### Record excerpts

:::

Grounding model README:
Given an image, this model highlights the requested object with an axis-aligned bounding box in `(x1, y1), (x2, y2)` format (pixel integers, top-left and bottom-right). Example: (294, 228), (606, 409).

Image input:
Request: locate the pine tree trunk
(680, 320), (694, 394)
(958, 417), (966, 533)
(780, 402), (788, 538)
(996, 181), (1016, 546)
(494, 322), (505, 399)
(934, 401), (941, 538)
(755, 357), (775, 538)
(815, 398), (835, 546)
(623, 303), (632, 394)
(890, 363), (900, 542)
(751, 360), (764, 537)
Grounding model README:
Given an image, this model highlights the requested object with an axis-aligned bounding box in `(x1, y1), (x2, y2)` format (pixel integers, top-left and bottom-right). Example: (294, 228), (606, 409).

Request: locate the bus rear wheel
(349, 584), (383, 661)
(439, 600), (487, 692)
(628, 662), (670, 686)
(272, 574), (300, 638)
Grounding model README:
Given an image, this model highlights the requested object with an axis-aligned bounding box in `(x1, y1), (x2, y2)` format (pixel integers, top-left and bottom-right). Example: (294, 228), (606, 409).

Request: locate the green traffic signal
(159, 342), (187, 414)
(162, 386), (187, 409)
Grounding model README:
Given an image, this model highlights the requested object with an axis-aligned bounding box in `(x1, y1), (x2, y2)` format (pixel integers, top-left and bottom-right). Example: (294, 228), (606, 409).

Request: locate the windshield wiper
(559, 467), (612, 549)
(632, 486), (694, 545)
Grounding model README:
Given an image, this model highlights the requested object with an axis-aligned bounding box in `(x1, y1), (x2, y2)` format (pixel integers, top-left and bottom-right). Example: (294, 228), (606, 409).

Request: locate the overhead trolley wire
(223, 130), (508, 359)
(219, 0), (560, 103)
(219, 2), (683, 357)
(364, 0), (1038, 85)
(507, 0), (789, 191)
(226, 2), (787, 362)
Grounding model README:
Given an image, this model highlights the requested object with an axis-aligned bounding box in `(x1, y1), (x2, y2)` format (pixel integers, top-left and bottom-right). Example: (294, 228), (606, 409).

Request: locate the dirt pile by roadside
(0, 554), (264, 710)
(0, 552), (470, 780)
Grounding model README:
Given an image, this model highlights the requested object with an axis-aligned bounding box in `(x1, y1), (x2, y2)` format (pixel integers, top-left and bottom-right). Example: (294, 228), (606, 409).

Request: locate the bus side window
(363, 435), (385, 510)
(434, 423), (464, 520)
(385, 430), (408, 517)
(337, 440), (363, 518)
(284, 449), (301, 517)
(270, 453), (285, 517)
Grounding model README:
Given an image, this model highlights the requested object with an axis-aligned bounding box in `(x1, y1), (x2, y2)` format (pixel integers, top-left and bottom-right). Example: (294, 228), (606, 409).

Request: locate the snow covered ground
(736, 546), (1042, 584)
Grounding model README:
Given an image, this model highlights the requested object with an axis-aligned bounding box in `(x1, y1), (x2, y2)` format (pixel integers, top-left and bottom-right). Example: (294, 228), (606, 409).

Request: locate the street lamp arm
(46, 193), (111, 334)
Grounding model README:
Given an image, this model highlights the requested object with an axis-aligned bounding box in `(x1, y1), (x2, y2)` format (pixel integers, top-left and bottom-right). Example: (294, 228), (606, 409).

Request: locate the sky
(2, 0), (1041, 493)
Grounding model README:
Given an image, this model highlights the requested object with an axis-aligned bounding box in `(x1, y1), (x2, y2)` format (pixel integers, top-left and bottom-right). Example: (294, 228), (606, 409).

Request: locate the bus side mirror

:::

### Task prompt
What you return must match the listing exactly, with nothing missing.

### Result below
Grounding model README:
Given an image, this model highlights the requested object with an axis-aligned bounding box in `(x1, y1), (x2, y2)` format (pixel integers, top-left and bottom-right). Example: (294, 228), (606, 409).

Image input:
Request: locate the pine tree trunk
(680, 320), (694, 394)
(958, 417), (966, 533)
(780, 402), (788, 538)
(996, 181), (1016, 546)
(494, 322), (505, 399)
(934, 401), (941, 538)
(755, 357), (775, 538)
(815, 398), (835, 546)
(623, 303), (632, 394)
(890, 363), (900, 542)
(751, 360), (764, 537)
Grounding model README:
Given an image, this model highlights the requested object with an axis-aligned bounding box in `(x1, y1), (x2, y2)` format (pixel integers, top-left and bottom-right). Example: (294, 228), (606, 409).

Request: locate the bus rear wheel
(349, 584), (383, 661)
(439, 600), (487, 692)
(628, 662), (670, 686)
(272, 574), (300, 638)
Grounding model README:
Given an image, this model highlights the requested object with an axis-aligned bounding box in `(x1, y1), (x2, y2)` format (pixel integers, top-left and bottom-right). Example: (294, 228), (606, 409).

Request: locate the green traffic signal
(159, 342), (187, 414)
(162, 386), (187, 409)
Grounding model README:
Given an image, this model highlights the requested object with an axis-aligned bounding box in `(x1, y1), (x2, y2)` format (pixel integers, top-left and bottom-right). Example: (294, 228), (606, 409).

Request: locate the windshield wiper
(559, 467), (612, 549)
(632, 486), (694, 545)
Grounding model README:
Given an image, this model highlights the requested object with an axis-aligned bounding box in `(x1, y1), (x2, y2)` format (pixel integers, top-left and bottom-right). Example: (294, 228), (606, 409).

Request: locate the overhead trolley wire
(223, 130), (508, 359)
(219, 0), (560, 103)
(219, 2), (683, 357)
(364, 0), (1038, 85)
(507, 0), (789, 191)
(226, 2), (787, 362)
Grounding model README:
Given an image, this model highlights the requested object with an axis-aligned bounding box in `(x1, y1), (x2, y2)` format (pixel integers, top-left and bottom-right). Example: (294, 228), (606, 409).

Request: locate the dirt pile by roadside
(0, 554), (264, 710)
(0, 552), (470, 780)
Grounding model README:
Given an image, this model highlights the requested object with an axis-aligned bounding box in `(x1, y1), (x2, y2)` format (pixel integers, top-left and bottom-right). Example: (294, 228), (606, 409).

Request: locate the bus side window
(363, 435), (385, 510)
(434, 423), (464, 520)
(385, 430), (408, 517)
(337, 440), (363, 518)
(284, 449), (301, 517)
(270, 453), (285, 517)
Grounding model README:
Given an image, this model highlights the requested object with an axis-aligned bounding box in `(x1, y1), (x2, y2)` format (pixel integers, top-left and bottom-right). Example: (294, 228), (606, 409).

Request: locate the snow covered ground
(736, 546), (1042, 584)
Grounding model README:
Given an image, this model highlights the requested object with an axis-aligned bounding box in `(x1, y1), (x2, y2)` format (pixel integers, top-left and bottom-right). Example: (294, 228), (606, 409).

Request: locate the street lamp arm
(46, 193), (111, 334)
Grounding model README:
Given an image, this model highlights the requested object with an axis-aligned bounding box in `(x1, y1), (x2, y2)` format (pixel integers, top-left and bottom-right). Example: (294, 228), (606, 409).

Request: locate the sky
(2, 0), (1041, 493)
Grounding model README:
Given an image, this model highlights the requested object with an axis-aligned bounding box in `(x1, y1), (x2, y2)` format (pixel integers, top-left and bottom-right). Example: (294, 228), (606, 409).

Request: locate the bus side mirror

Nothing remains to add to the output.